**Task statement**
Pull out every line in the items below that contains the string "engine", and copy each of those lines in full. Treat uppercase and lowercase as different.

**Records to process**
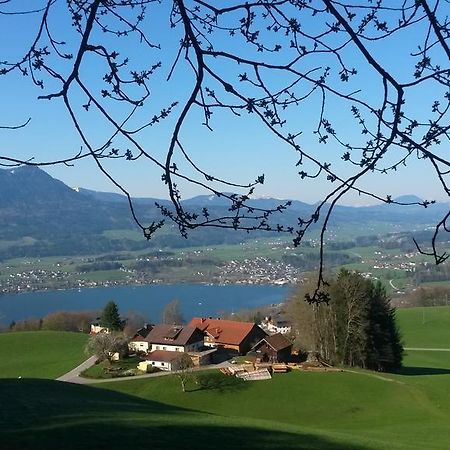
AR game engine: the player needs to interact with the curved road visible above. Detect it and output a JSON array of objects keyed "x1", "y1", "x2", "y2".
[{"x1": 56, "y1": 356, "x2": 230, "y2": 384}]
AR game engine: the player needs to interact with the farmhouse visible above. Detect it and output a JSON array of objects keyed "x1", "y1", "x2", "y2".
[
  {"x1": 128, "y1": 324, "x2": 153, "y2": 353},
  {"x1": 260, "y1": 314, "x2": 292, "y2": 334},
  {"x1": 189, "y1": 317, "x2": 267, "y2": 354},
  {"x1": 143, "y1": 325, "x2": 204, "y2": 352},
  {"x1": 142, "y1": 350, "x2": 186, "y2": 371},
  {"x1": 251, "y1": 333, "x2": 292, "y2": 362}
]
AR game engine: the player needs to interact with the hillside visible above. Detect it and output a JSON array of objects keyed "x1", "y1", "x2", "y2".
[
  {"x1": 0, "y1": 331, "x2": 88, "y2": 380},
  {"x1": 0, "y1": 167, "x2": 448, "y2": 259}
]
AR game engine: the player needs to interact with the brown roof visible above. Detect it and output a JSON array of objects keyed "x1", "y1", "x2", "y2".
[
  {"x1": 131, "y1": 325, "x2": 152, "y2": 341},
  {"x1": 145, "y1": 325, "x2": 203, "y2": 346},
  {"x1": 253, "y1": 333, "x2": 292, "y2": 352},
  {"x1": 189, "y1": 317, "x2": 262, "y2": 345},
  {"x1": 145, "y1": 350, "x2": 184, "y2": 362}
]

---

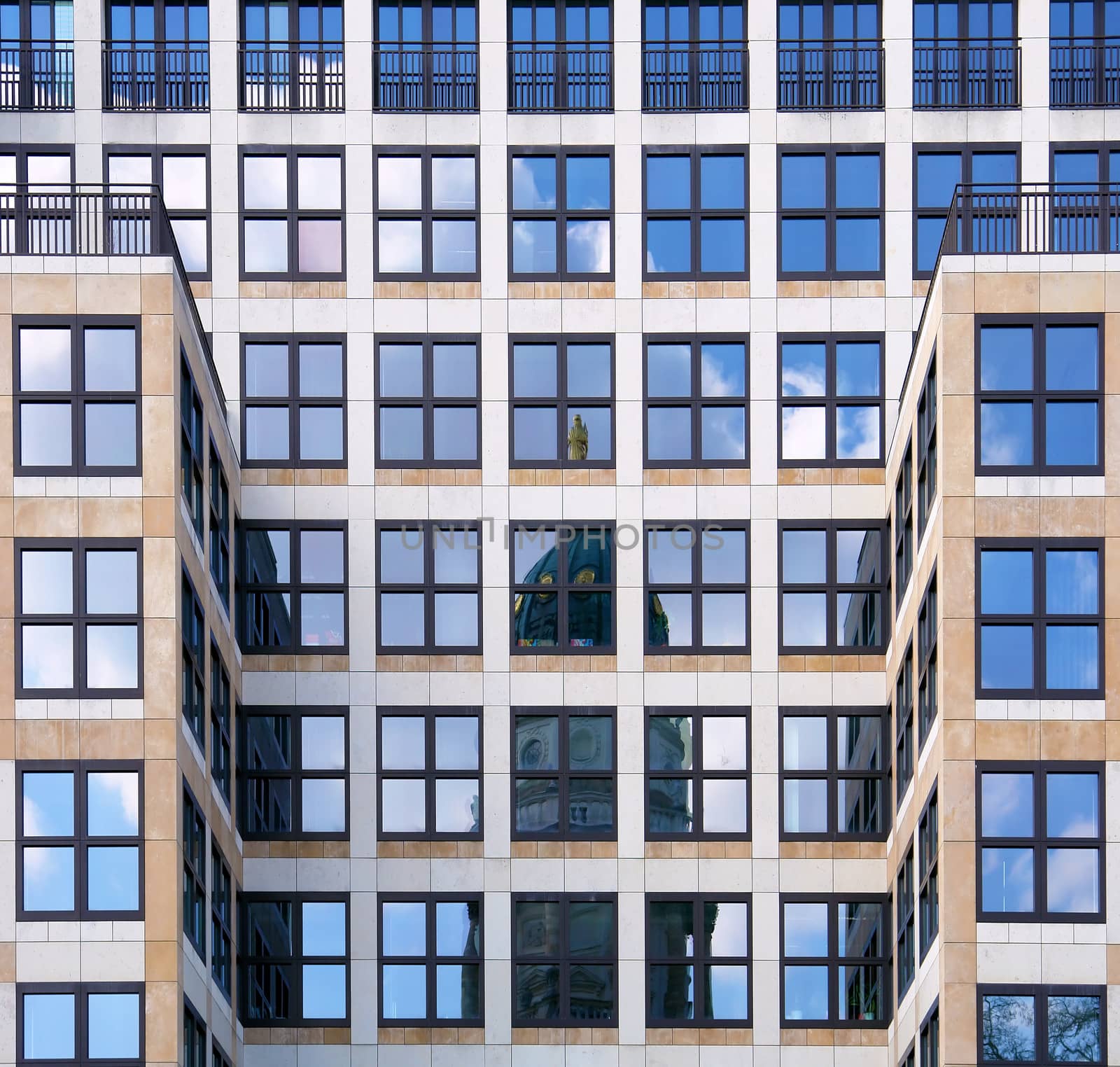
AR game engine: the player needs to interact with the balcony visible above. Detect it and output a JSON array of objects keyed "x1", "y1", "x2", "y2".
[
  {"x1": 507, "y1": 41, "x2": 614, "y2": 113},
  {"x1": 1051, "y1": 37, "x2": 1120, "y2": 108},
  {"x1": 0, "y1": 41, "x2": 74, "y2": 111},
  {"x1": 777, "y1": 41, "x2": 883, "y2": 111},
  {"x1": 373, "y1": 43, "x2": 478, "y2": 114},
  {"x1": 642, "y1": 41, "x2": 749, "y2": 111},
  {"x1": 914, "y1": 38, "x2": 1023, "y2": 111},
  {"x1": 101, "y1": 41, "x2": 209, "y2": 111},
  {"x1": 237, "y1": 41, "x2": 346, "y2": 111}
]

**Answer to the exercise**
AR game engine: the player needs to interact with the curved road visible above. Detect it and output a JSON array of objects keyed "x1", "y1", "x2", "y2".
AR game engine: the player needs to interact with the farmhouse visible above. Detect it and output a JSON array of objects keyed "x1", "y1", "x2", "y2".
AR game engine: the player needs to interact with the hillside visible above. Detect it and output a JSON array of objects keyed "x1", "y1", "x2", "y2".
AR game engine: the player needs to interact with the brown roof visible above. Detect it and output a JSON array of objects keyed "x1", "y1", "x2", "y2".
AR game engine: the player needs to interact with the balcony visible above. Detect it and output a JSON array of objects keyed "x1", "y1", "x2", "y2".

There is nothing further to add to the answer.